What is being asked:
Format every line of the records below as a JSON list of strings, one string per line, omitting blank lines and the pictures.

Start Given information

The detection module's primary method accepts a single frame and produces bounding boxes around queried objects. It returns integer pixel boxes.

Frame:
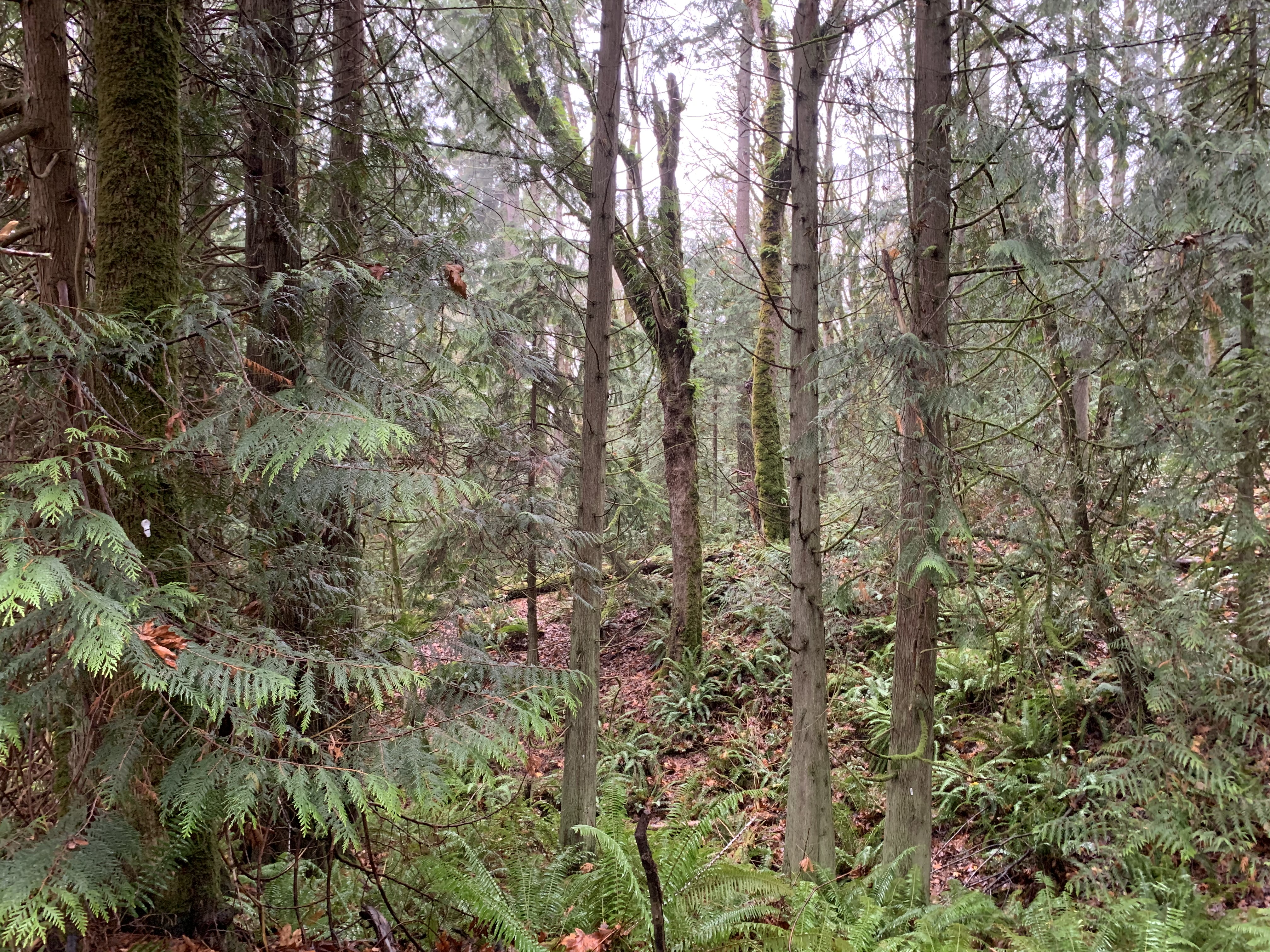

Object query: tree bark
[22,0,88,309]
[239,0,298,391]
[560,0,625,847]
[93,0,182,316]
[751,5,790,542]
[651,74,701,659]
[735,5,754,258]
[785,0,836,875]
[883,0,952,892]
[323,0,366,642]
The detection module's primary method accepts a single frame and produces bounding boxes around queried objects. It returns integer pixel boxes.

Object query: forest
[0,0,1270,952]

End Given information

Exercise response:
[
  "The detection module's primary method accepts a single frame and produces bounding boxes around queried objects. It returns integer pixel boxes.",
  "Frame:",
  "Object query: tree bark",
  "[22,0,88,309]",
  "[239,0,298,391]",
  "[560,0,625,847]",
  "[93,0,182,316]",
  "[751,5,790,542]",
  "[651,74,701,659]",
  "[735,5,754,258]",
  "[785,0,836,875]",
  "[883,0,952,892]",
  "[323,0,366,642]",
  "The detection module's primary method accepts a single frame and produces bounding boxes around queried objects. It returns integer pixel boxes.",
  "Object query: forest",
  "[0,0,1270,952]"
]